• Provided records
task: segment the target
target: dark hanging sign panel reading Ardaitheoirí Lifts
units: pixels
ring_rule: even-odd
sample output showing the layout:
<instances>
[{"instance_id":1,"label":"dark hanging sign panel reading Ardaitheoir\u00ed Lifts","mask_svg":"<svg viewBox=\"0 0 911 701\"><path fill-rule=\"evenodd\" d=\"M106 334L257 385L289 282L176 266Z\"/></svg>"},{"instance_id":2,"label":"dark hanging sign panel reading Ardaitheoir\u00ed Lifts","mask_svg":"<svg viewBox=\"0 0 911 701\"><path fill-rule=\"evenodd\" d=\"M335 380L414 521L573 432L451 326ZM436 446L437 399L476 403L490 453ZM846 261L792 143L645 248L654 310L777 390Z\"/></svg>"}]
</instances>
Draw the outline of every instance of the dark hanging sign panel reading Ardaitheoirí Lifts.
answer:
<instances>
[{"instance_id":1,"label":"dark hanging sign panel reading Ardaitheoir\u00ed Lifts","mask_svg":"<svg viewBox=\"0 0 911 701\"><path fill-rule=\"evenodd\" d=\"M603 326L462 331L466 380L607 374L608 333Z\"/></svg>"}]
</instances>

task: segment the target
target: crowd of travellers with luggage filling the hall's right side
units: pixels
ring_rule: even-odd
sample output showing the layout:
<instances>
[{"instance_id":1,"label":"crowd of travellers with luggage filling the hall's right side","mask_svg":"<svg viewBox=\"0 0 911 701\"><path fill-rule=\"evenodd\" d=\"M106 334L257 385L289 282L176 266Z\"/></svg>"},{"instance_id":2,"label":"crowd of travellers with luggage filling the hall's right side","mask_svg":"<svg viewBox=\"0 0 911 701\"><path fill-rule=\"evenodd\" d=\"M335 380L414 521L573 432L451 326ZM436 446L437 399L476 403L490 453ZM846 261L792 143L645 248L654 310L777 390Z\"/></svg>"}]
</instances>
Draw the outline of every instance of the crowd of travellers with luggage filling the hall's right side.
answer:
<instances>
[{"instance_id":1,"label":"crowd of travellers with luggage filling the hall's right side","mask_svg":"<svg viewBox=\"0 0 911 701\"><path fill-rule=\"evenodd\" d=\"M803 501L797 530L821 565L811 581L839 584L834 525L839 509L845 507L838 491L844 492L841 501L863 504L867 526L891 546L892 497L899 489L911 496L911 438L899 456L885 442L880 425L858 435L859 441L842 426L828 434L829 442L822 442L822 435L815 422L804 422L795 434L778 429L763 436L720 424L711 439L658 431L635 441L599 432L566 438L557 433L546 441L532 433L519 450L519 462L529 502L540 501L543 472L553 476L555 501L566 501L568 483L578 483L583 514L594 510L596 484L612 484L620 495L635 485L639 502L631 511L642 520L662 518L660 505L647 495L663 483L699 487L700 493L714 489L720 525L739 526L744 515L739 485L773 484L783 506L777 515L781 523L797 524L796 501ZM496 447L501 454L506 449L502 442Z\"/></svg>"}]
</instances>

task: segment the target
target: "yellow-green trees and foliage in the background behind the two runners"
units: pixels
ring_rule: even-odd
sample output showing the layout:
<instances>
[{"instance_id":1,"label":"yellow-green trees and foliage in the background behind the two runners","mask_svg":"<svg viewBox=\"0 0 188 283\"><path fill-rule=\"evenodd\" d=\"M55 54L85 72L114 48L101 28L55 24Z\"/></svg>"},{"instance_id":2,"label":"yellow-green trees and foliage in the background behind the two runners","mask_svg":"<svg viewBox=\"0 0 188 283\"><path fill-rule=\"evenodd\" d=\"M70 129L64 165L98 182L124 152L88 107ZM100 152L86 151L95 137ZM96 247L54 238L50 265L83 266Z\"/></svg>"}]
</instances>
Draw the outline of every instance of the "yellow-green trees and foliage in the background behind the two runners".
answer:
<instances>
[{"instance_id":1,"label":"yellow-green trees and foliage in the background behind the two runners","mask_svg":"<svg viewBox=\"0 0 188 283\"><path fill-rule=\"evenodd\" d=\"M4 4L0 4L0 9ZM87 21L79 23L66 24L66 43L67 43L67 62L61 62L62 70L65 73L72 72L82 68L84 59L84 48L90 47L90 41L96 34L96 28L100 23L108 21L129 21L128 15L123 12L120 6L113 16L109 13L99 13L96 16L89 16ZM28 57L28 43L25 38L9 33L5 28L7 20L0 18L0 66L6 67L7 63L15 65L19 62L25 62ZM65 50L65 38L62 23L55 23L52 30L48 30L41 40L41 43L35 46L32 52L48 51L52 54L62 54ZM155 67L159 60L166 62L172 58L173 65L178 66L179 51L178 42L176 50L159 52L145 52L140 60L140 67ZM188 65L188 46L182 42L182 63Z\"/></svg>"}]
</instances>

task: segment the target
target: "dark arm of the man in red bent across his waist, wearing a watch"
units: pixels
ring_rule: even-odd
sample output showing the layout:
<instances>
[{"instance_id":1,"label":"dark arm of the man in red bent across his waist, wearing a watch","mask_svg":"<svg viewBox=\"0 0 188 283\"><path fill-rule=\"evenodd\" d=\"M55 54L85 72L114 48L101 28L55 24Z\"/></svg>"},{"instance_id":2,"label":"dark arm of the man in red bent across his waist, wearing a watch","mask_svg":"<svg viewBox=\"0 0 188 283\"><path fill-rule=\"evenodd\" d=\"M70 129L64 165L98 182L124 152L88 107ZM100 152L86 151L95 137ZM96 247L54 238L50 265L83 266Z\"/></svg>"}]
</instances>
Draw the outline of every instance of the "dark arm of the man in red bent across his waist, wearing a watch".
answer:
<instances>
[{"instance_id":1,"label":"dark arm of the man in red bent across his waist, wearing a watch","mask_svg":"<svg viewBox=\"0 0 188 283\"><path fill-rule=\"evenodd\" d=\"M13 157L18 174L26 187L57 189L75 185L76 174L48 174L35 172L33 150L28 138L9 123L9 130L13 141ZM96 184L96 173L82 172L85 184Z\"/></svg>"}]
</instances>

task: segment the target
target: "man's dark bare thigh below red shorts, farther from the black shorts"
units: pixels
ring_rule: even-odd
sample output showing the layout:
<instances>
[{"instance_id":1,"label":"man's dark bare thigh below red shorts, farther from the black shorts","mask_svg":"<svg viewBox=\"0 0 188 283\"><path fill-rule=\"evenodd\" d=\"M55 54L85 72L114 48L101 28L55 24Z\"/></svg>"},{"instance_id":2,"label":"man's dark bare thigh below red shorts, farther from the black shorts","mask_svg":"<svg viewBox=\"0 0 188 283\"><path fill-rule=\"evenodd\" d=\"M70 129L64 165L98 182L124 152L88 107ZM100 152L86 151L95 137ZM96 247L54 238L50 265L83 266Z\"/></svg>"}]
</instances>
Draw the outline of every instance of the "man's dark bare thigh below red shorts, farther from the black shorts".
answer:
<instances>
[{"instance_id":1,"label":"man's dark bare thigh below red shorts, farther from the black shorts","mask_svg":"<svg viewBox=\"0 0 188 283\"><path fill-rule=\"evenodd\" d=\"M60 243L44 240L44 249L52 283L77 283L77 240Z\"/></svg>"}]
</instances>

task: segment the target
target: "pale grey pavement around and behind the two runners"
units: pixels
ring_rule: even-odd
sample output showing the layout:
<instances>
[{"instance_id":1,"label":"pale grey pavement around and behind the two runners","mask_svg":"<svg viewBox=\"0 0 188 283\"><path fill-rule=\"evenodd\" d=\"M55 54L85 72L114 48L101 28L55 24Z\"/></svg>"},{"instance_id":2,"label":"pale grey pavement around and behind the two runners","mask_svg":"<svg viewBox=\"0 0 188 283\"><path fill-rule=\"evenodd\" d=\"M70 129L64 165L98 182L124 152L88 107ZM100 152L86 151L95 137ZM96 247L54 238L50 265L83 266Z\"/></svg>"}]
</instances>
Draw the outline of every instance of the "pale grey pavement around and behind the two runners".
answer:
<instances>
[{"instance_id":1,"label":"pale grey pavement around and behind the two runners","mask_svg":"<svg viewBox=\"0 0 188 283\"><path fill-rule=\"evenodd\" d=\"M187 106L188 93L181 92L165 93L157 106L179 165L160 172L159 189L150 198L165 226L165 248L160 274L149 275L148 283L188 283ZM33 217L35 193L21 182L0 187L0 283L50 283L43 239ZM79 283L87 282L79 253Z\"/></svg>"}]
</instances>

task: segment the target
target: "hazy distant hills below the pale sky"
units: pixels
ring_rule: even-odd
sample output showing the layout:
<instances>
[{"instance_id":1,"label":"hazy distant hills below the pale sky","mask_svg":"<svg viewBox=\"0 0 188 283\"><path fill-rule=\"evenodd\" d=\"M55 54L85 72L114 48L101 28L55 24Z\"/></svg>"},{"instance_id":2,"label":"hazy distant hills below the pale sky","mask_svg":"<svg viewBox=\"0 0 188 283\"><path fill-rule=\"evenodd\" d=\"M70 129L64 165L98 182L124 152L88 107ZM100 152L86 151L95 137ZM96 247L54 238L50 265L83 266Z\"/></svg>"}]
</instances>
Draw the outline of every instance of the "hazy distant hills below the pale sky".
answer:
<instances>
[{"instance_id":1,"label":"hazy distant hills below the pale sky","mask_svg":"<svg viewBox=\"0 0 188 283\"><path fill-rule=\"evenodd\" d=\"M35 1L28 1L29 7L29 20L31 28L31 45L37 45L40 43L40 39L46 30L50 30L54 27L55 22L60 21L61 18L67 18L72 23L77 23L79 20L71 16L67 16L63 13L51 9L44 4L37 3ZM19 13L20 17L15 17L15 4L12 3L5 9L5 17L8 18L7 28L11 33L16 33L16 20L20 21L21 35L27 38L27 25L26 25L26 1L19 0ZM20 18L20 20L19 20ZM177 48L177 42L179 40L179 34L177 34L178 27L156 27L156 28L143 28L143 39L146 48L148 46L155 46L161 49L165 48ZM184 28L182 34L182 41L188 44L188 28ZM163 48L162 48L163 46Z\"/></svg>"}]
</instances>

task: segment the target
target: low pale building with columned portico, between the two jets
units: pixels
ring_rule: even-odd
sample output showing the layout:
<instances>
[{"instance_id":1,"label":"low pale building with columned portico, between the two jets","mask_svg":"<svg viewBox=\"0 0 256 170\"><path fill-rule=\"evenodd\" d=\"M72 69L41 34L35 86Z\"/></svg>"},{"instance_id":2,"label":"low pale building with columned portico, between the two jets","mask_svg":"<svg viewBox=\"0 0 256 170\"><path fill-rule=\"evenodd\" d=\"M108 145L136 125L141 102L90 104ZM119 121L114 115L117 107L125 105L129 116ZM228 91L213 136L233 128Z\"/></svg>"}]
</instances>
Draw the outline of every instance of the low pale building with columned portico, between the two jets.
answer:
* * *
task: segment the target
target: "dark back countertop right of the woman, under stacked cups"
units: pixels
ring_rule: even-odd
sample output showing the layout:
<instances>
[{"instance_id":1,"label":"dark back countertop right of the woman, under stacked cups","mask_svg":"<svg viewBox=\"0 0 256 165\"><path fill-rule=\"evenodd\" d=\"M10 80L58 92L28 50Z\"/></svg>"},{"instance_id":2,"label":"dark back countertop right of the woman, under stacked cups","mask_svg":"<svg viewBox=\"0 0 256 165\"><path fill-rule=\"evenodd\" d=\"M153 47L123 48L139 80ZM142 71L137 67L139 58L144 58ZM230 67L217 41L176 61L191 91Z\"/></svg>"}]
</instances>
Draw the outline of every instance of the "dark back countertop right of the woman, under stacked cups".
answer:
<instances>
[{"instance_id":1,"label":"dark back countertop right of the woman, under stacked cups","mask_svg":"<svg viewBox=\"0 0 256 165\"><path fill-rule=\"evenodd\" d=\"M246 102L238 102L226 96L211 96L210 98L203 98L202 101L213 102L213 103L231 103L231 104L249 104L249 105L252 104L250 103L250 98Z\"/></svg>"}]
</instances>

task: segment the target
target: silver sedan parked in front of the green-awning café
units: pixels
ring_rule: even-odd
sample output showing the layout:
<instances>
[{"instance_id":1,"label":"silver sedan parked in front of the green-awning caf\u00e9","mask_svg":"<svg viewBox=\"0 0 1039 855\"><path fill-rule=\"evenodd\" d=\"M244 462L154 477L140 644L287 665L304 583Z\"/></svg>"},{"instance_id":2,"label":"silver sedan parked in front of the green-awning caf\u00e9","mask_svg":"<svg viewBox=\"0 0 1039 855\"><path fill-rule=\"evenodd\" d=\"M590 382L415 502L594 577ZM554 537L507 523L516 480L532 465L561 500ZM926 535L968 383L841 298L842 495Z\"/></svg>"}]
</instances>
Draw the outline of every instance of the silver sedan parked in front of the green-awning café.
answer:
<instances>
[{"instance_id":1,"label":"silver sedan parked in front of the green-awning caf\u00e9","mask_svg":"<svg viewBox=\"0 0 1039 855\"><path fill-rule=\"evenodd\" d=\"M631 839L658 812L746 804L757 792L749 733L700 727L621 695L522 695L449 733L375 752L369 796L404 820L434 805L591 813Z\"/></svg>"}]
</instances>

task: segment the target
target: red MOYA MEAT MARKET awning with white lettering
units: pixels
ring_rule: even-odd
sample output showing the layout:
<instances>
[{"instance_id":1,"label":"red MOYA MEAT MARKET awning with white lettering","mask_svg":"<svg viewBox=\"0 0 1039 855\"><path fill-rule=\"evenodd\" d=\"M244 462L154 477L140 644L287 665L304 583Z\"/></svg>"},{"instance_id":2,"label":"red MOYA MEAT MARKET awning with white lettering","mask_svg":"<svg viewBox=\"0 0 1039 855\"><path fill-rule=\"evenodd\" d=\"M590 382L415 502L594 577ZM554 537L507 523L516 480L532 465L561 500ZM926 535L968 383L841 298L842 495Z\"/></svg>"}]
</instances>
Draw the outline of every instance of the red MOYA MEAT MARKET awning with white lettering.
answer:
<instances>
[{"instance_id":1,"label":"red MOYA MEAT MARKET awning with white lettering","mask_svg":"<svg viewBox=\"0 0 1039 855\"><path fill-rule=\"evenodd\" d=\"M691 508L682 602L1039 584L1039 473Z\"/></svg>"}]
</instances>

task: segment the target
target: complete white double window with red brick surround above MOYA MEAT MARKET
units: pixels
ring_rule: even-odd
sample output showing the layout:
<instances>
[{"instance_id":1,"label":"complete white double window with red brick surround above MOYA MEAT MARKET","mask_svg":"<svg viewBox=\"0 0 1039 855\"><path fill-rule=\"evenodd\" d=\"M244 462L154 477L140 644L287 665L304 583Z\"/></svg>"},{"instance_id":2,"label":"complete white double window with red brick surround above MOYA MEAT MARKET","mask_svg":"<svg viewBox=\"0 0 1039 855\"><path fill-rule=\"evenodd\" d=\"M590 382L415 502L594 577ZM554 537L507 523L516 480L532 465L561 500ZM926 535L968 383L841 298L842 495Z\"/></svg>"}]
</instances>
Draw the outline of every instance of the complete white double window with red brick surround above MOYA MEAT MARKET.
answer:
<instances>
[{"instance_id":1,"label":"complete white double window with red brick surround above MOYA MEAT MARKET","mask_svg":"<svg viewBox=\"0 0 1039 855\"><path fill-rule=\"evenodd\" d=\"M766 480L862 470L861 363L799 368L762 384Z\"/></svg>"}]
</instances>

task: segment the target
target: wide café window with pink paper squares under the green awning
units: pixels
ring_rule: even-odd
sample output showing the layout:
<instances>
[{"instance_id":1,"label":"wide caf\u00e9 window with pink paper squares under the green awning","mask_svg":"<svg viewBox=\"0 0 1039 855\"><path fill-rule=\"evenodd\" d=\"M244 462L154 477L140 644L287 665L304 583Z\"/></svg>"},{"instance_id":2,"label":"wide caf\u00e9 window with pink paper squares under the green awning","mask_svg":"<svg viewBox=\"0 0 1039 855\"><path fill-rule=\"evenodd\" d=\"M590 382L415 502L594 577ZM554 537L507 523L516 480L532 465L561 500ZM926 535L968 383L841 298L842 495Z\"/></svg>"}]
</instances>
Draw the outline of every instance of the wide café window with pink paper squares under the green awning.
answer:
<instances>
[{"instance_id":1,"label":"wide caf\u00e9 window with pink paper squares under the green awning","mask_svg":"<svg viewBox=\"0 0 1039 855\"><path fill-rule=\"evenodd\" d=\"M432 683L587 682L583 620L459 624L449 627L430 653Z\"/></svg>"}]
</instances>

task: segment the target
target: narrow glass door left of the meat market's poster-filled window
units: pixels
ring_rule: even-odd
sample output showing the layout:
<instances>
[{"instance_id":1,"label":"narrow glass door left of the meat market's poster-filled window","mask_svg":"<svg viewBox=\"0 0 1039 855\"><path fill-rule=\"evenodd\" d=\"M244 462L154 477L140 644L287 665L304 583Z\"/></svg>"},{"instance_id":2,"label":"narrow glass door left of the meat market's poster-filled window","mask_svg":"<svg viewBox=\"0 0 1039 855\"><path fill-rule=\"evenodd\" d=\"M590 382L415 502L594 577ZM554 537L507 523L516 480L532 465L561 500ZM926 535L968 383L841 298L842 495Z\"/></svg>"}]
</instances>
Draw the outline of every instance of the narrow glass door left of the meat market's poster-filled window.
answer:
==
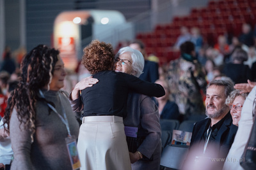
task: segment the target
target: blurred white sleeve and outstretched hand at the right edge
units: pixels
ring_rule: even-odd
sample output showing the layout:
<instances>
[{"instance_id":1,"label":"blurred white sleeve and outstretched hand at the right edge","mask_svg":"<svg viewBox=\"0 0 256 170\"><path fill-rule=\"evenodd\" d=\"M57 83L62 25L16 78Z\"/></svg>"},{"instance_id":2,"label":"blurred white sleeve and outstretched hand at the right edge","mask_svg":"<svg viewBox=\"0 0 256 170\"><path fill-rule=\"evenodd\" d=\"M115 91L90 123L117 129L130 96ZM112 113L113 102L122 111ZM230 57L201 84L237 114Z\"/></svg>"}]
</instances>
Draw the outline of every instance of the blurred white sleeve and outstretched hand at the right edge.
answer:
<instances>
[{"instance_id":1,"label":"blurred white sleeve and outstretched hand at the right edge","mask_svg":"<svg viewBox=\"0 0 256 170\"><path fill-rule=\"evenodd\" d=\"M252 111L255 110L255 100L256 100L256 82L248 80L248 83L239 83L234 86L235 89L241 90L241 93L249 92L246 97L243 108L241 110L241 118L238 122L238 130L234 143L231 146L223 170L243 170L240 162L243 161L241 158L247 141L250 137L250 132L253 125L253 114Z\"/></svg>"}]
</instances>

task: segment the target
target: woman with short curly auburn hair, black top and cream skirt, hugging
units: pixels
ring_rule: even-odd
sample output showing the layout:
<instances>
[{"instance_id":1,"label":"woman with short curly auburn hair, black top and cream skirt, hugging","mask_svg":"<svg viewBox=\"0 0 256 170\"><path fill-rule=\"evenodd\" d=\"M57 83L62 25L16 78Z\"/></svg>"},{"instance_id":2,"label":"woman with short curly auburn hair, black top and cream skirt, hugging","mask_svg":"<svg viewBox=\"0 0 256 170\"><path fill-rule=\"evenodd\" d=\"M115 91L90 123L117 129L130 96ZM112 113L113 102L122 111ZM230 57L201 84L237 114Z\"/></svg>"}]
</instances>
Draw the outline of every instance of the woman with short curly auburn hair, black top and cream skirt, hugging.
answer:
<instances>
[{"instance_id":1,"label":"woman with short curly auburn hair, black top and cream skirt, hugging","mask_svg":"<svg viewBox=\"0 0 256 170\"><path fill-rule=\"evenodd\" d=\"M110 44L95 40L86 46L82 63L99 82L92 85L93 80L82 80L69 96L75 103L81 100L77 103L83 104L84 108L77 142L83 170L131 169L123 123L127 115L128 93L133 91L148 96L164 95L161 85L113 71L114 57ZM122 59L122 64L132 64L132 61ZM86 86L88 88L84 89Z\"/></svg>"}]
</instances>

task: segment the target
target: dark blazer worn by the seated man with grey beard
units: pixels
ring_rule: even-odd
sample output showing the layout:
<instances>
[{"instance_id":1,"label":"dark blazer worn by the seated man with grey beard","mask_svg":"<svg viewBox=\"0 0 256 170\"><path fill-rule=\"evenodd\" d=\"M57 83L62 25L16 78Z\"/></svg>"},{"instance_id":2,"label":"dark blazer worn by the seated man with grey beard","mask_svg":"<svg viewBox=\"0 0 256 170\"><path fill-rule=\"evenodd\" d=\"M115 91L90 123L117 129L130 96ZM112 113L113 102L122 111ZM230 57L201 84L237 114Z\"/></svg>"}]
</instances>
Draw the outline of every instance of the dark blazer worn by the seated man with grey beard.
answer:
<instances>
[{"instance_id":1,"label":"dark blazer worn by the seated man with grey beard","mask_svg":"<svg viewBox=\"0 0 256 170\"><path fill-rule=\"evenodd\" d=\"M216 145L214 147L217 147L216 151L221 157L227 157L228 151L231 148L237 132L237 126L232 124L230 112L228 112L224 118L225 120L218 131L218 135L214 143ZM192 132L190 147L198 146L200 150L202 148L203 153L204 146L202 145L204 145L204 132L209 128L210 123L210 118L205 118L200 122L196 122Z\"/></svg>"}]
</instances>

• Problem statement
Show all lines above containing "café".

• Response below
target: silver sedan parked in front of the green-awning café
Draw the outline of every instance of the silver sedan parked in front of the green-awning café.
target: wide café window with pink paper squares under the green awning
Draw the outline of every instance of the wide café window with pink paper squares under the green awning.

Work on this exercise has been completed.